> Passage for review:
==*==

The case for real-time alerts and escalations: when management dashboards aren’t enough

Pharmaceutical-related case study

The Impact of Business Intelligence
  • Line speed increased up to 80-100%
  • Changeover time reduce by at least 80%
  • Downtime reduced by up to 93%
  • First-time quality improved from 88% to 99.8%


A pharmaceutical-related manufacturing business was plagued with heavy downtime and poor productivity. Downtime was extremely expensive for this operation. Manufacturing lines, when operating properly, produced at most 100 units per minute at an average sale price of up to up to $20 per unit.

Generally, downtime was related to a variety of factors including: preventive maintenance, spare part inventory, changeovers. However, there was a heavy human component embedded in all these issues, as well. Production workers and front-line supervisors, genuinely wanting to be resourceful and helpful, were attempting to solve production line problems on their own, without escalation. These well-intentioned employees lacked the resources to properly fix many of the root cause issues and it created a self-feeding system of repeated breakdowns and repairs. Root-cause analysis was rarely done due to lack of information and the urgency to get the line running, and the fixes were never documented or shared with management.

The traditional manufacturing summary report told management the next morning total downtime and high-level information in a spreadsheet format. It would provide basic output, quality, and uptime information but without the granularity and insights required to understand the deeper issues; it was almost impossible to prevent many of the issues plaguing the operation in the future.


  • Were downtime events all related or unrelated?
  • Were they due to part malfunctions, operator error, configurations being changed, or some combination of everything?
  • Was the problem likely to recur?
  • Did the shift manager or operations leader know about the issues?

Unable to answer any of those questions, and struggling with business-impacting productivity issues, the business made a dramatic change to radically improve their business intelligence, ensuring they got the information they needed, when they needed it, in a way they could take action—with the goal of improving their bottom line.


The first steps in creating the necessary signaling and escalation process was to ensure all the necessary data feeds were connected, and to document the correct escalation protocols.

==*==

(Stored data entries)
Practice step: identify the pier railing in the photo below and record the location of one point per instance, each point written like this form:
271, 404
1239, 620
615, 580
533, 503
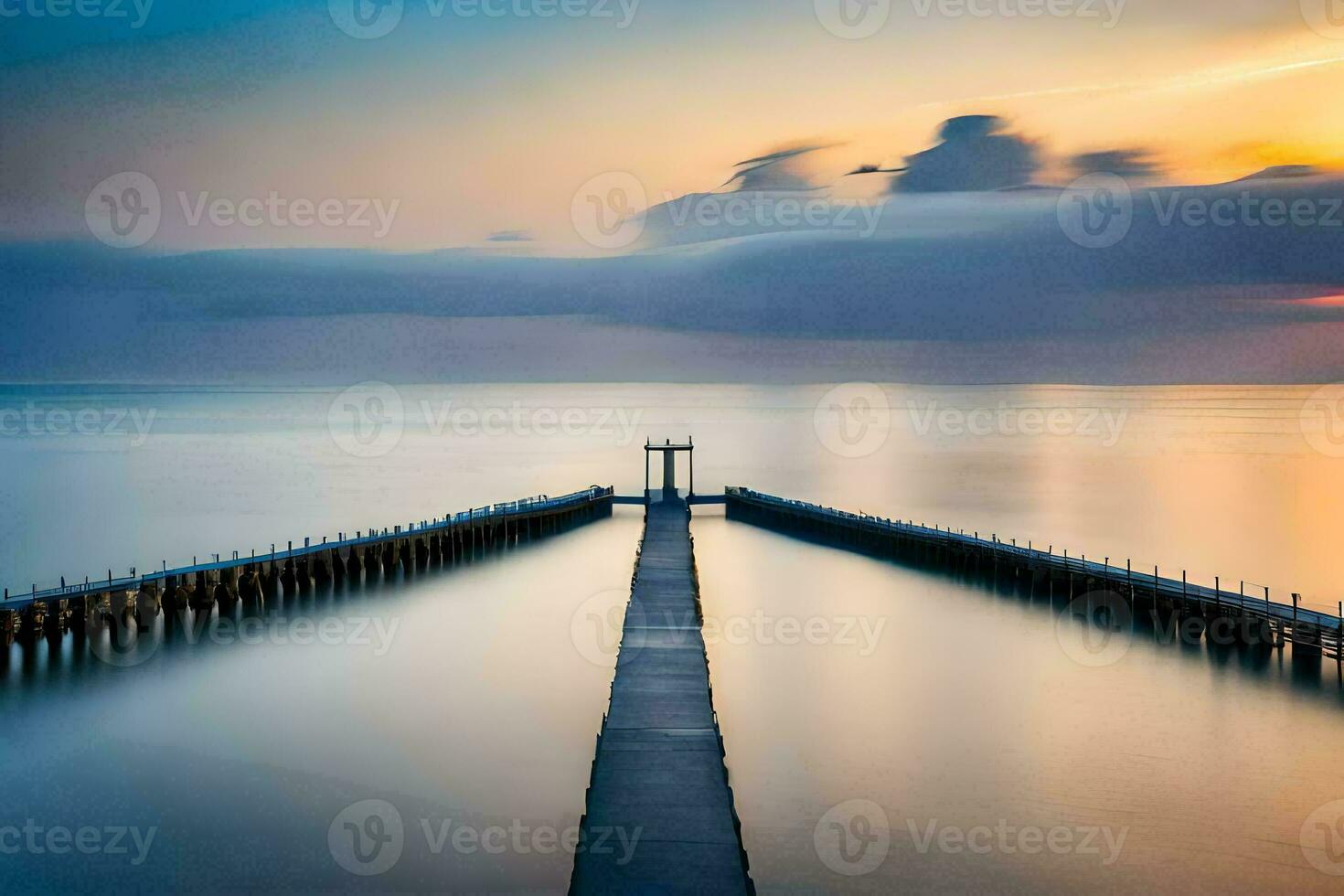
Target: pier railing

==*==

> Exercise instructions:
#1 Reproduce the passage of the pharmaceutical manufacturing case study starting with "Generally, downtime was" and going on through "shared with management.".
#2 According to the pharmaceutical manufacturing case study, how many units per minute could the manufacturing lines produce at most when operating properly?

> Responses for each task:
#1
Generally, downtime was related to a variety of factors including: preventive maintenance, spare part inventory, changeovers. However, there was a heavy human component embedded in all these issues, as well. Production workers and front-line supervisors, genuinely wanting to be resourceful and helpful, were attempting to solve production line problems on their own, without escalation. These well-intentioned employees lacked the resources to properly fix many of the root cause issues and it created a self-feeding system of repeated breakdowns and repairs. Root-cause analysis was rarely done due to lack of information and the urgency to get the line running, and the fixes were never documented or shared with management.

#2 At most 100 units per minute.